▶ [Extrait proposé]:
+===+
Le président du gouvernement régional catalan, Pere Aragonès, qui chapeaute la Gauche républicaine de Catalogne (ERC), une formation indépendantiste soutenant M. Sánchez, figure parmi les personnes prises pour cibles par le logiciel controversé.

Jusqu'où ira l'indignation ?

Joan Ramon Resina, professeur de l’Université Stanford qui suit de près les développements politiques en Catalogne et en Espagne, ne pense pas que M. Aragonès poussera l’indignation jusqu’à faire tomber le gouvernement central.

Il ne voudra pas pour autant se contenter du départ de Mme Esteban, puisque l’électorat catalan risquerait de ne pas lui pardonner une trop grande complaisance envers Madrid dans les circonstances, dit-il.

Ce que les élus catalans veulent vraiment, c’est le départ de Mme Robles, mais je ne pense pas qu’ils vont l’obtenir.

Joan Ramon Resina, professeur de l’Université Stanford

Les premières allégations d’écoute téléphonique visant des dirigeants catalans ont fait surface en 2020 après qu’une enquête menée par le laboratoire Citizen Lab, à Toronto, eut montré qu’au moins trois élus de la région, dont le président du Parlement de Catalogne de l’époque, avaient été espionnés grâce à Pegasus.

Les chercheurs canadiens ont poursuivi leurs efforts et sont arrivés à la conclusion explosive, dans un rapport diffusé à la mi-avril, qu’au moins 65 personnes liées de près ou de loin à la mouvance indépendantiste avaient été surveillées au moyen du logiciel espion.

Accès à distance

Le produit de NSO Group, une firme israélienne, permet d’accéder à distance à l’ensemble du contenu d’un téléphone portable et peut dans certains cas être installé sans même que son propriétaire active un lien corrompu.

Le logiciel doit officiellement servir aux États à lutter contre la criminalité et le terrorisme, mais plusieurs enquêtes ont montré qu’il avait été utilisé dans de nombreux pays pour épier des dissidents, des journalistes ou des acteurs politiques.

Parmi les victimes dont le téléphone a été infecté dans le cadre du « Catalangate » figurent notamment plusieurs députés du Parlement européen, des dirigeants haut placés comme M. Aragonès ainsi que des juristes et des membres d’organisations civiles.

L’équipe de Citizen Lab a précisé qu’elle ne pouvait attribuer sans l’ombre d’un doute la responsabilité de ces écoutes à un gouvernement particulier, mais relève que de fortes preuves circonstancielles pointent vers Madrid.

M. Resina note que l’État espagnol a d’abord rejeté les allégations d’écoute avant que Mme Esteban ne convienne devant une commission parlementaire la semaine dernière que des élus catalans avaient bien été dans la viseur du CNI. Elle a assuré, sans donner de détails, que tout avait été fait légalement.

Des failles de sécurité

La donne s’est compliquée après que le gouvernement eut annoncé en parallèle que M. Sánchez et Mme Robles avaient également été pris pour cibles au moyen de Pegasus. Des médias locaux ont avancé que cette surveillance, survenue en 2021, pourrait avoir été articulée par le Maroc au cours d’une crise diplomatique avec Madrid.
+===+
▶ [Consignes de l'exercice]:
Répondez en vous appuyant sur l'extrait consacré à l'affaire Pegasus en Catalogne.
1. Quel laboratoire a mené l'enquête qui a fait surface en 2020, et dans quelle ville se trouve-t-il ?
2. Combien de personnes liées à la mouvance indépendantiste ont été surveillées, selon le rapport diffusé à la mi-avril ?
3. De quel pays vient la firme NSO Group ?

▶ [Informations fournies]:
+===+
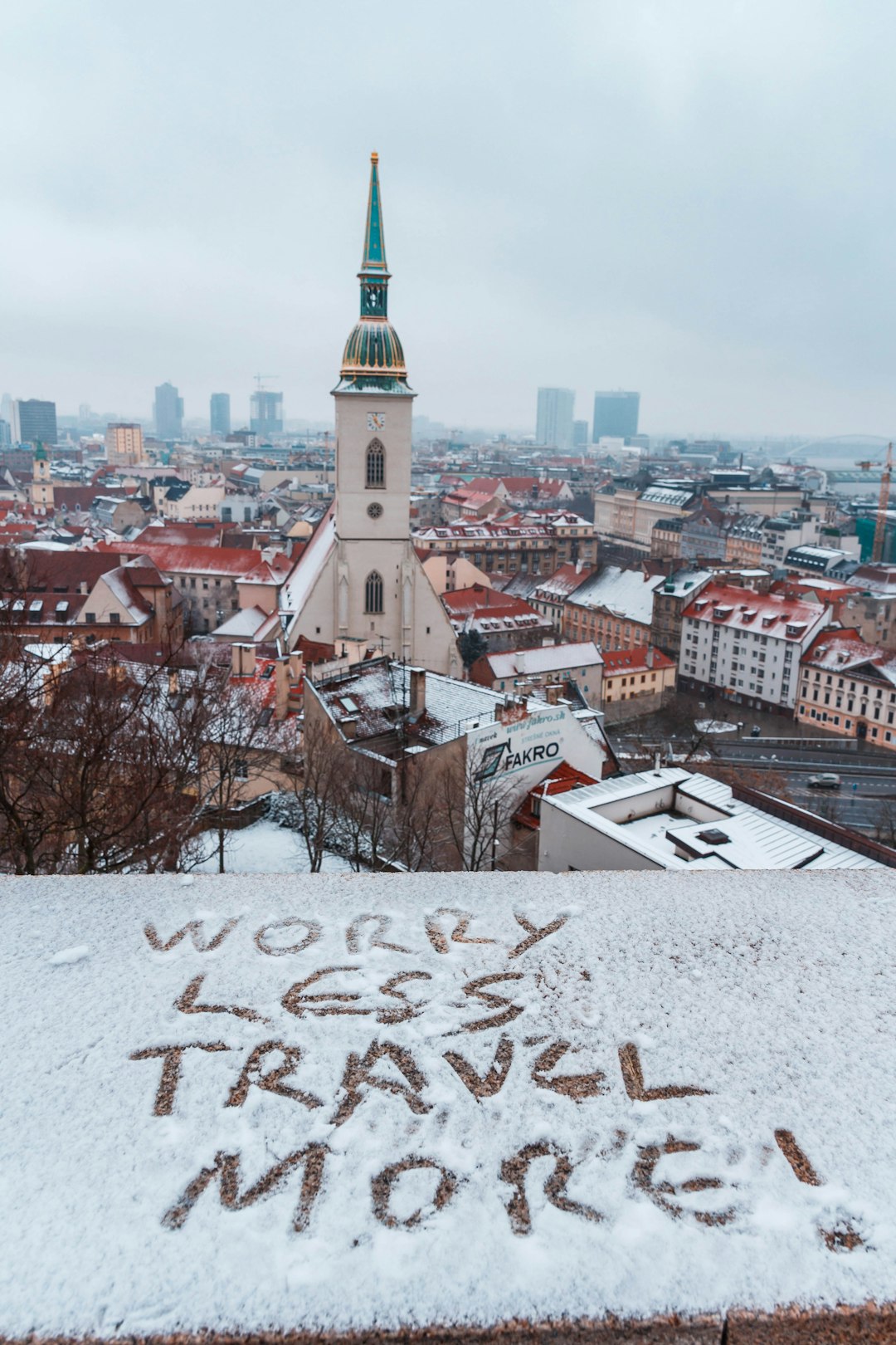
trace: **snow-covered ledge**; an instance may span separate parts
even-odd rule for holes
[[[858,872],[0,880],[0,1337],[892,1340],[895,917]]]

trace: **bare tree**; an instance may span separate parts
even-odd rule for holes
[[[476,751],[469,741],[441,776],[441,806],[455,863],[480,872],[497,868],[497,855],[517,803],[513,781],[498,769],[500,759]]]
[[[296,829],[301,833],[310,872],[320,873],[326,850],[345,838],[351,780],[347,779],[347,749],[328,726],[308,713],[292,783]]]

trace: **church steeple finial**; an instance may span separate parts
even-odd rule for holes
[[[383,235],[383,207],[380,206],[380,156],[373,151],[371,155],[371,190],[367,196],[367,227],[364,230],[364,256],[359,278],[361,285],[368,277],[388,280],[388,266],[386,265],[386,238]]]

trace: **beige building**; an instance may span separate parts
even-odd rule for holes
[[[124,421],[107,425],[106,457],[111,465],[142,467],[146,461],[142,426]]]
[[[387,317],[376,155],[361,270],[361,312],[336,399],[336,498],[281,592],[290,648],[300,636],[363,638],[394,658],[459,674],[454,631],[410,534],[411,408],[404,354]]]
[[[799,667],[797,720],[896,751],[896,654],[858,631],[822,631]]]

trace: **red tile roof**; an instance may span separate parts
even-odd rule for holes
[[[540,815],[536,816],[533,811],[533,800],[537,798],[543,799],[545,795],[552,796],[555,794],[568,794],[570,790],[579,790],[584,784],[596,784],[598,781],[594,776],[586,775],[584,771],[576,771],[575,767],[568,765],[567,761],[562,761],[560,765],[555,767],[551,775],[540,780],[535,788],[529,790],[524,796],[523,803],[513,814],[513,820],[521,827],[527,827],[529,831],[537,831],[540,824]]]
[[[647,662],[647,655],[653,660]],[[674,659],[654,650],[653,646],[639,650],[603,650],[603,675],[614,677],[617,672],[658,672],[661,668],[673,668]]]
[[[230,578],[249,578],[253,572],[269,564],[270,573],[283,580],[292,569],[286,555],[274,555],[262,562],[258,551],[244,551],[236,546],[154,546],[145,542],[99,542],[97,551],[118,555],[148,555],[164,574],[224,574]],[[261,582],[270,582],[262,580]]]

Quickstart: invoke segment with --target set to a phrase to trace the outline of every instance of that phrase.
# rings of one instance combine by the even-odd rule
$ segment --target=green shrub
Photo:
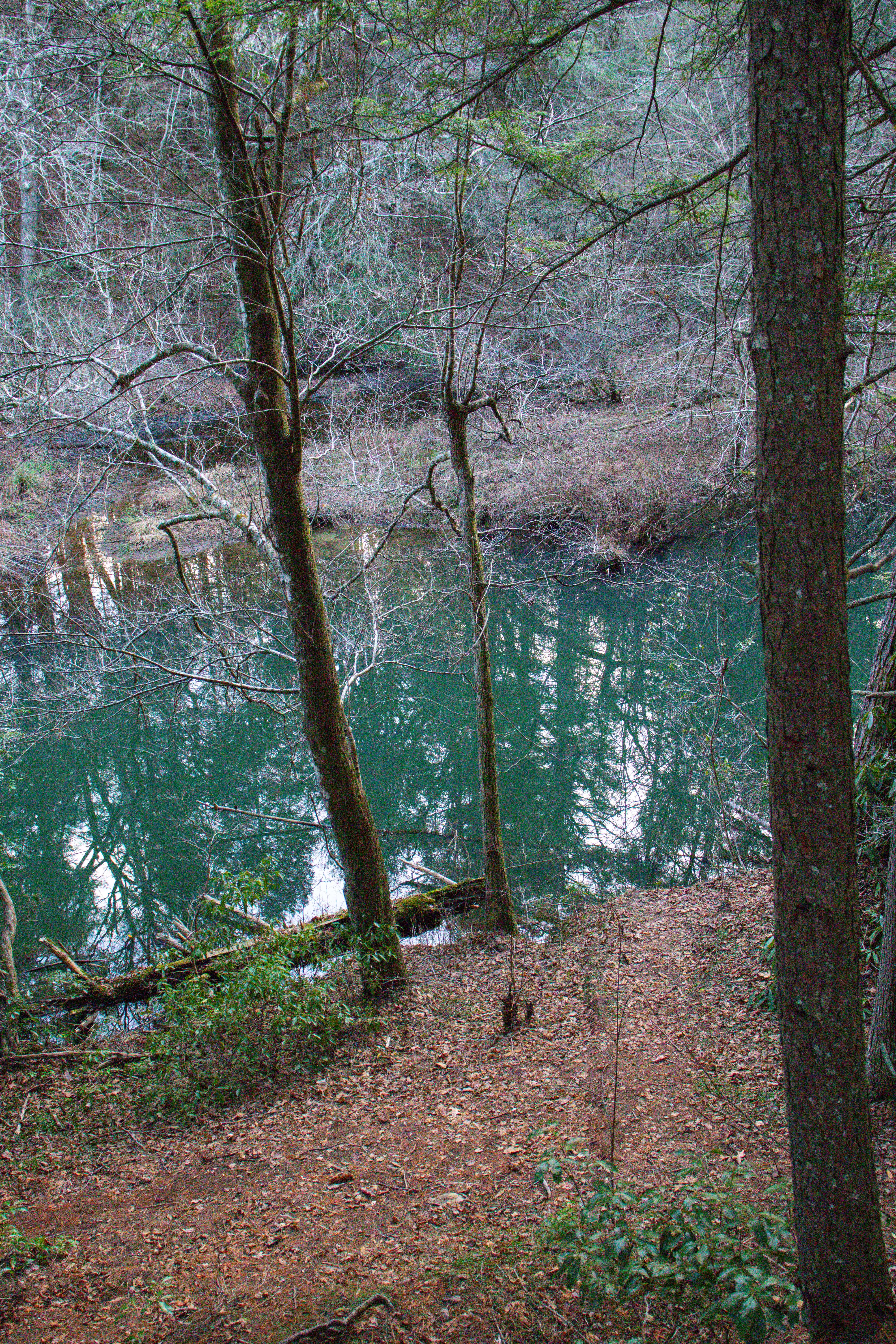
[[[192,1118],[297,1067],[314,1068],[356,1015],[332,981],[294,966],[296,938],[274,935],[214,981],[165,989],[142,1107]]]
[[[587,1154],[548,1157],[537,1176],[559,1181],[571,1167],[580,1200],[545,1223],[543,1241],[586,1306],[650,1296],[700,1321],[728,1317],[748,1344],[798,1322],[790,1224],[739,1198],[744,1168],[720,1180],[689,1168],[676,1173],[676,1189],[641,1192]]]
[[[19,1214],[27,1212],[24,1204],[5,1200],[0,1206],[0,1275],[23,1274],[32,1265],[48,1265],[67,1255],[78,1242],[71,1236],[26,1236],[12,1222]]]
+===+
▶ [Solution proposée]:
1. Le laboratoire Citizen Lab, à Toronto.
2. Au moins 65 personnes.
3. D'Israël : c'est une firme israélienne.